WORK TO BE COMPLETED: For each line below that includes the word "door", make a copy.

┌─ DATA TO USE

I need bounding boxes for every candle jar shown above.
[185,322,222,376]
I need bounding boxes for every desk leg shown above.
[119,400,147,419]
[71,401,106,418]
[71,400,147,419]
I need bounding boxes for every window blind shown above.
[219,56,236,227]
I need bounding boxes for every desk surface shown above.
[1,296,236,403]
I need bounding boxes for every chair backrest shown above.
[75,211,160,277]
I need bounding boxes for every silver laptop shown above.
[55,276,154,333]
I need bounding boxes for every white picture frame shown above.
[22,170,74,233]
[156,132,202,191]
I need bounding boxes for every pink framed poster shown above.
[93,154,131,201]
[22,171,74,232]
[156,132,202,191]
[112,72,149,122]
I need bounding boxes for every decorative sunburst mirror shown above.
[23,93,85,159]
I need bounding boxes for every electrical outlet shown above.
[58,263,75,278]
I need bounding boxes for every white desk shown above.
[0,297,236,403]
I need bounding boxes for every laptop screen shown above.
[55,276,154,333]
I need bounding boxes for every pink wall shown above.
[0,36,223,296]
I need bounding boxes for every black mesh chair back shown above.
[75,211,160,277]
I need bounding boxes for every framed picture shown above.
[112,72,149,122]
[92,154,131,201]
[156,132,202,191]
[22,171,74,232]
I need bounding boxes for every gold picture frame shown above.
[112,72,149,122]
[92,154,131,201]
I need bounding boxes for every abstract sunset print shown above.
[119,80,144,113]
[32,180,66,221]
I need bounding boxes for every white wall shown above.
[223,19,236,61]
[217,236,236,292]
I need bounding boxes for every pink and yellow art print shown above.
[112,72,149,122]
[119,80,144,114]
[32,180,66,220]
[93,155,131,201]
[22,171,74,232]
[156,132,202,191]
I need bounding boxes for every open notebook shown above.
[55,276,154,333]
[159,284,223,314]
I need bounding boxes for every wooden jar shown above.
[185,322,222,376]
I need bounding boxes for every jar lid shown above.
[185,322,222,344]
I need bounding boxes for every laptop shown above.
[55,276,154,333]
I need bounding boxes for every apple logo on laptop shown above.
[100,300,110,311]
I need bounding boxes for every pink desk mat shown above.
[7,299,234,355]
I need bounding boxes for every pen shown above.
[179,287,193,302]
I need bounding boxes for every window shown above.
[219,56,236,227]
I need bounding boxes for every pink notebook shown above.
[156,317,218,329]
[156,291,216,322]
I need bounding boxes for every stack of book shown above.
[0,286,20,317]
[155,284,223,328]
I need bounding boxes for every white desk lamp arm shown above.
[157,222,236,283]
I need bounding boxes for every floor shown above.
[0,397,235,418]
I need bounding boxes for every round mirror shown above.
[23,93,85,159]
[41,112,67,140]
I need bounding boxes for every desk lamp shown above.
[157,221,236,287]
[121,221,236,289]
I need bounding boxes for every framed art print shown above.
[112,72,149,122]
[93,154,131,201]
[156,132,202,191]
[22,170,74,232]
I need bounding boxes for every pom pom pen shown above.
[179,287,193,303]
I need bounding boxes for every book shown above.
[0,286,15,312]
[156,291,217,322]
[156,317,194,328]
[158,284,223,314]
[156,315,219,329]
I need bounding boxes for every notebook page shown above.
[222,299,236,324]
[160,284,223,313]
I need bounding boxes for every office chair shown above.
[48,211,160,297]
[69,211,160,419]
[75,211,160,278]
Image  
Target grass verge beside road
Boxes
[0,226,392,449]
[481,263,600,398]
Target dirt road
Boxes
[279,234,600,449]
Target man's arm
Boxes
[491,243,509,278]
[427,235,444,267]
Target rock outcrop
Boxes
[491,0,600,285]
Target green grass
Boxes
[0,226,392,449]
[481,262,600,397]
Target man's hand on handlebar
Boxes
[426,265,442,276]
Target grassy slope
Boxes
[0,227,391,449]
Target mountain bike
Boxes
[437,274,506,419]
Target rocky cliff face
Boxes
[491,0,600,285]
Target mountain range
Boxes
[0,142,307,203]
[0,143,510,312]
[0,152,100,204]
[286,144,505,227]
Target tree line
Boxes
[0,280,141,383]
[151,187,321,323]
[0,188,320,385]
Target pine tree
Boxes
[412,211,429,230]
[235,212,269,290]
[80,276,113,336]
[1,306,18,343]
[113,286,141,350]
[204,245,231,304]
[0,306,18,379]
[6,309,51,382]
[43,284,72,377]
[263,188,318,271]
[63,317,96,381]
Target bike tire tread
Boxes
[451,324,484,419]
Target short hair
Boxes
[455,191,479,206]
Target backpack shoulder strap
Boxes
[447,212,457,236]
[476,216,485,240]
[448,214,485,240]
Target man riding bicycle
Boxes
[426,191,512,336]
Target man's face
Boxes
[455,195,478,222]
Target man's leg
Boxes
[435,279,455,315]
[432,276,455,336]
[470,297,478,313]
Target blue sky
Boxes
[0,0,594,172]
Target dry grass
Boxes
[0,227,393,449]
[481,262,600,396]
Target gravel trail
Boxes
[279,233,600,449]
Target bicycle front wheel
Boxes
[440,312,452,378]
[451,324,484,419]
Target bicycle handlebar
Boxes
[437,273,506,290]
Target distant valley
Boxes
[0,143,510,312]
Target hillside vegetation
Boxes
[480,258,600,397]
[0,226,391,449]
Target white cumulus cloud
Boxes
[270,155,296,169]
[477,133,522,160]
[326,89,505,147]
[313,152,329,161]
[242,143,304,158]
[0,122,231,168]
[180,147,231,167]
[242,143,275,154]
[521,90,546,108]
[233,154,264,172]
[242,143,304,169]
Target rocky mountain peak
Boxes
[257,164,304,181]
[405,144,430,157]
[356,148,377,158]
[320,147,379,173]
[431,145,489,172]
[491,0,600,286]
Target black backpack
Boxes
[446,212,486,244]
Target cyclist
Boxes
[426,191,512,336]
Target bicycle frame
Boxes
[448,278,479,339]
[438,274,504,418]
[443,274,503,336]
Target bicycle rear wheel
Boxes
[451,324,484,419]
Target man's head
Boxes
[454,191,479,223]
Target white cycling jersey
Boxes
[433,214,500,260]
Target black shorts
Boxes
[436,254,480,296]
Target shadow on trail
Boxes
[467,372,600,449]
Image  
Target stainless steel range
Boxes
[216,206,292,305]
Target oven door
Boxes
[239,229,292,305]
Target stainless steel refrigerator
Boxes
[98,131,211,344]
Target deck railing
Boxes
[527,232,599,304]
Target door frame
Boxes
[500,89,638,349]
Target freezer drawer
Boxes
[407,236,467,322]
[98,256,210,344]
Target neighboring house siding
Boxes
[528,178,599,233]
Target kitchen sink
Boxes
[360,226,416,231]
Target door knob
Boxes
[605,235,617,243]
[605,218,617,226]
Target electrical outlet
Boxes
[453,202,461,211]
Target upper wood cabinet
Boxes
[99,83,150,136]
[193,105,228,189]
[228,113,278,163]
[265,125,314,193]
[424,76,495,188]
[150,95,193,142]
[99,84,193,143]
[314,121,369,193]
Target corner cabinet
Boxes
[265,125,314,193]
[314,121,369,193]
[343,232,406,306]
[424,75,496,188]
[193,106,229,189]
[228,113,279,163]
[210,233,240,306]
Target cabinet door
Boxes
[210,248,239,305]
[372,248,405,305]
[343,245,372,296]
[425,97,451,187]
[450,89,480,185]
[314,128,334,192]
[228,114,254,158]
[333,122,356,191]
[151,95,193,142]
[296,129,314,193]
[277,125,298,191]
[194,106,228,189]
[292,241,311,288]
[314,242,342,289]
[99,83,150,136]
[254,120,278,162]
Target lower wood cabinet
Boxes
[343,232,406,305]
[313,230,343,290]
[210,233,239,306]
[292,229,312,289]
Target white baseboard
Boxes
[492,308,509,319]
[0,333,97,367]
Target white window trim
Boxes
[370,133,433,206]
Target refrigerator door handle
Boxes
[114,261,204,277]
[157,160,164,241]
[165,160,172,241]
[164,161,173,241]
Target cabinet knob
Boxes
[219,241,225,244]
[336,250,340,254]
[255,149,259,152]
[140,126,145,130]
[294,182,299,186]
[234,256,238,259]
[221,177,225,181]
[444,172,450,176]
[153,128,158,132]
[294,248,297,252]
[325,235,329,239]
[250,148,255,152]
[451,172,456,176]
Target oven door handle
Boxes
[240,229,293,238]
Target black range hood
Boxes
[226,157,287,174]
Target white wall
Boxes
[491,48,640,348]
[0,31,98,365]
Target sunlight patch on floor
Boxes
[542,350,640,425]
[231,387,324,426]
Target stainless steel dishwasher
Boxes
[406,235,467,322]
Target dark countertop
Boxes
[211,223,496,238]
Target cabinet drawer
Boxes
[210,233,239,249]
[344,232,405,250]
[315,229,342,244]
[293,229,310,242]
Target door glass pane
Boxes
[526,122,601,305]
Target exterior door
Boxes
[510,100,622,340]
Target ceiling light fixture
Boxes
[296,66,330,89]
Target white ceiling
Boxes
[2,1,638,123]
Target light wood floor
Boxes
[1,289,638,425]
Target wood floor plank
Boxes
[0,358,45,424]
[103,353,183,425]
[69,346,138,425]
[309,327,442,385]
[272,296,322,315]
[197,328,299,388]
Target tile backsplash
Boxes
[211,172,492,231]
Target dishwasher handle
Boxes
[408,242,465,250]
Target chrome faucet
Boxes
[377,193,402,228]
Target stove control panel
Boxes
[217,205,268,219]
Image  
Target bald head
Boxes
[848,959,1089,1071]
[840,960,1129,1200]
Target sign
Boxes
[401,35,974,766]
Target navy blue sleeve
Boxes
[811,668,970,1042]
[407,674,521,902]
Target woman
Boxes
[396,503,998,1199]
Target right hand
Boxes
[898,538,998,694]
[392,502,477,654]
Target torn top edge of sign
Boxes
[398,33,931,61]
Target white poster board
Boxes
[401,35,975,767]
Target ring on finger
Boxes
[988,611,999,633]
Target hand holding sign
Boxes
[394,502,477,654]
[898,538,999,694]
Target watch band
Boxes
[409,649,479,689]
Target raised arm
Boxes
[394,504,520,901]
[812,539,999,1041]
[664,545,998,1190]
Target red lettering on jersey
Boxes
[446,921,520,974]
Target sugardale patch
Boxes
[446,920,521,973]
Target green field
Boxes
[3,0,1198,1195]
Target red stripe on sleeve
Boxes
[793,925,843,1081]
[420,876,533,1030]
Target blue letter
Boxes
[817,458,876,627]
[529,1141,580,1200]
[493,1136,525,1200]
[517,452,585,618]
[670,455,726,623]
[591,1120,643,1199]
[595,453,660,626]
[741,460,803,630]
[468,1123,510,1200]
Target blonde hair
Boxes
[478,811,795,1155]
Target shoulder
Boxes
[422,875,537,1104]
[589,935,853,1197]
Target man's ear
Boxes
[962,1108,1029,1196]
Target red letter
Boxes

└─

ANSWER TO THIS PROBLEM:
Target oven door
Target door frame
Target door knob
Target cabinet door
Target refrigerator door handle
Target oven door handle
Target door glass pane
Target exterior door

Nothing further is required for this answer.